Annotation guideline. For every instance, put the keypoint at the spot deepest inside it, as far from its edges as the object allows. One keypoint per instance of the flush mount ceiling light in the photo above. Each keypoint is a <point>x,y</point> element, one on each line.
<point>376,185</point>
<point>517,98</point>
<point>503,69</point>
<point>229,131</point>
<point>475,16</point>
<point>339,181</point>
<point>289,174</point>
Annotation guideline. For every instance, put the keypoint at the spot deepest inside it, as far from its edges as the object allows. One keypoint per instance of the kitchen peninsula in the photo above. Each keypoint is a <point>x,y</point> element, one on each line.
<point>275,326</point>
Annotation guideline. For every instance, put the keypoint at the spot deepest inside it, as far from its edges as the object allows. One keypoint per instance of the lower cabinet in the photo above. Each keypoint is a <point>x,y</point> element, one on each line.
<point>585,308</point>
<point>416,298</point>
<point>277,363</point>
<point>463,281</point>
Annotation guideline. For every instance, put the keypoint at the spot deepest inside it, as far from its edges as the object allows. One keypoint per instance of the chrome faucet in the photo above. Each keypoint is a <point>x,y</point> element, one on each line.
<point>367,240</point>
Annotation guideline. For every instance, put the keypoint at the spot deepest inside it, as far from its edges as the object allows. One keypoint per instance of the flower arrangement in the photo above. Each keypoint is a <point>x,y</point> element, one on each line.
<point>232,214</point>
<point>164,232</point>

* _The problem_
Could you print all of the data above once more, unaltered?

* _Reply_
Annotation guideline. For every instance, put the keypoint at the spot deepest inside it, as far from its edges as the object allows. One keypoint per instance of the flush mount ceiling light in the photo above. Each keypoint is a <point>x,y</point> element, one on each line.
<point>376,185</point>
<point>517,98</point>
<point>503,69</point>
<point>229,131</point>
<point>475,16</point>
<point>339,181</point>
<point>289,174</point>
Annotation guideline. For every instance, put the keypoint at the spot deepest inside it, as far from its edges as the object allows. One keypoint per instance of the kitchen peninsula in the photo above. Each keypoint is a <point>x,y</point> element, one on each line.
<point>275,326</point>
Annotation guideline. For every instance, put the keypoint at the spot deepest inside it, as far from its edges as the object allows. One keypoint per instance of the lower cabinet in the photo above. Each keypoint is a <point>x,y</point> element, one on each line.
<point>585,308</point>
<point>416,298</point>
<point>277,363</point>
<point>463,281</point>
Annotation guideline. For every instance, put the keypoint at the spot deepest inside it, as far from its edges as the object allows. One keypoint per instance of the chrome faucet in the photo above. Each keypoint is a <point>x,y</point> element, one on each line.
<point>367,240</point>
Annotation guideline. For every instance, put the keypoint at the spot deepest inside it, as far from its edges as the object allows. One keypoint per instance of the flower arrangement in the photo above. Each keypoint is a <point>x,y</point> element, one on each line.
<point>232,214</point>
<point>164,232</point>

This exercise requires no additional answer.